#### Selected text ####
In this way, detection of movements of features in a vertical plane will
be used to identify virtual content of the image parts associated with these
features. These features can be recognized objects, such as human beings, or a
table, or a wall, a screen, a chair, or parts thereof such as mouths, ears, eyes,....
These features can also be corners, or lines, or gradients, or more complex
features such as the ones provided by algorithms such as the well-known scale
invariant feature transform algorithm.
As the virtual screen information within the meeting rooms will
generally contain images of the meeting participants, which usually show some
movements, e.g. by speaking, writing, turning their heads etc, and as the
position of the screen can be considered as substantially vertical, detection of
movements lying in a vertical plane, hereafter denoted as vertical movements,
can be a simple way of identifying the virtual visual content on the images as the
real movements of the real, thus non-projected people, are generally 3
dimensional movements, thus not lying in a vertical plane. The thus identified
virtual visual information can then be further filtered out from the images in a
next image or video processing step.
In an embodiment of the method the vertical movements are
identified as movements of said set of movements which are related by a
homography to movements of a second set of movements pertaining to said
features, said second set of movements being obtained from at least two other
images from a second sequence of images, and pertaining to the same timing
instances as said at least two images of said first sequence of images .
As determining homographies between two sets of movements is a
rather straightforward and simple operation, these embodiments allow for an
easy detection of movements in a vertical plane. These movements generally
correspond to movements projected on vertical screens, which are thus
representative for movements of the virtual visual information.
The first set of movements are determined on the first video sequence,
while the second set of movements is either determined from a second sequence
of images of the same scene, taken by a second camera, or , alternatively from a
predetermined sequence only containing the virtual information. This
predetermined sequence may e.g. correspond to the sequence to be projected
on the screen, and may be provided to the arrangement by means of a separate
video or TV channel.
By comparing the movements of the first sequence with these of the
second sequence, and identifying which ones are homographically related, it can
be deduced that these movements having a homographical relationship with
some movements of the second sequence, are therefore movements in a plane,
as this is a characteristic of homographical relationships. If it is known from
scene information that no other movements in a plane are present e.g. all
persons are just moving while yet still being seated around the table, it may be
concluded that the detected movements are these which correspond to the
movements on the screen, thus corresponding to the movements lying in a
vertical plane as no other movements in a plane will be present.
#### Available records ####
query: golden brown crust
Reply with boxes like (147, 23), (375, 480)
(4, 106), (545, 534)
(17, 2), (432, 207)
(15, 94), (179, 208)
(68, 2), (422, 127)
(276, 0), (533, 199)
####
- **Exercise tasks**:
[A] In the passage on detecting vertical movements, what two sources can the second set of movements be determined from?
[B] Transcribe every line of the object detection records with no changes.
The text and the records have nothing to do with each other.

- **Results**:
[A] From a second sequence of images of the same scene taken by a second camera, or from a predetermined sequence containing only the virtual information.

[B]
query: golden brown crust
Reply with boxes like (147, 23), (375, 480)
(4, 106), (545, 534)
(17, 2), (432, 207)
(15, 94), (179, 208)
(68, 2), (422, 127)
(276, 0), (533, 199)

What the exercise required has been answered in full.